▸ ASSIGNED TASK:
From the records that follow, copy every line that contains the word "cloud".

▸ ENTRIES SHOWN:
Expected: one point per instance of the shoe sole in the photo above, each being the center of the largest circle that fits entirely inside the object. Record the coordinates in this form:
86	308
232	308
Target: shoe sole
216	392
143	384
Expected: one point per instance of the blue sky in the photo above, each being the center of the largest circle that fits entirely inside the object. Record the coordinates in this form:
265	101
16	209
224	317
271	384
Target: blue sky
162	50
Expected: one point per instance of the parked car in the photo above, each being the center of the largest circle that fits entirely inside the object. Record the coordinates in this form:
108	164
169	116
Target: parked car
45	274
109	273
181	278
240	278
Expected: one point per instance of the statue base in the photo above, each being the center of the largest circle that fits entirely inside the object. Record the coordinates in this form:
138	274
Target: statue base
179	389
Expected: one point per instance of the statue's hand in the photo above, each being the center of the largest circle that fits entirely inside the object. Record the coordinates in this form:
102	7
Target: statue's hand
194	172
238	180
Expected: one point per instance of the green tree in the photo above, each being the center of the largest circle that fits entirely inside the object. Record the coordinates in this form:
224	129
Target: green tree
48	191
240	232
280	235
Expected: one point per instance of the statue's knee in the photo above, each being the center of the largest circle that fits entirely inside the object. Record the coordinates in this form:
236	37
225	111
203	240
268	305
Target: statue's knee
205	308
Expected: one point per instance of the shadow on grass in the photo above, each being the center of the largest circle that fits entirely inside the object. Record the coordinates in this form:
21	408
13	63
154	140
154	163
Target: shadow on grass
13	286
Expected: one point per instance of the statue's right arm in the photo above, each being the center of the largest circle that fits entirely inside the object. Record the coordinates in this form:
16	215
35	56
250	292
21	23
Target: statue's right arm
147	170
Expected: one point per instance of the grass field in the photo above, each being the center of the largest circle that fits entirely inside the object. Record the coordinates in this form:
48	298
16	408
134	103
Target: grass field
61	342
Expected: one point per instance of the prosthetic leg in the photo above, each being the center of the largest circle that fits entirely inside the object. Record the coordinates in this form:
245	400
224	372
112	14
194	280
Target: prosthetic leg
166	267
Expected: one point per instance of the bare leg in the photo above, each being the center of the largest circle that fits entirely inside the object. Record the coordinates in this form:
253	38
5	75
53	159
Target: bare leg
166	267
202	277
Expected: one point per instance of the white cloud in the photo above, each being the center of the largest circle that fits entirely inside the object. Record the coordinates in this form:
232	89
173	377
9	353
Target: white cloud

▸ REPLY TO THE EXERCISE:
Expected: one point per instance of the white cloud in the photo above, each being the center of the largest circle that fits entirely inside the object. Record the coordinates in this form:
Target: white cloud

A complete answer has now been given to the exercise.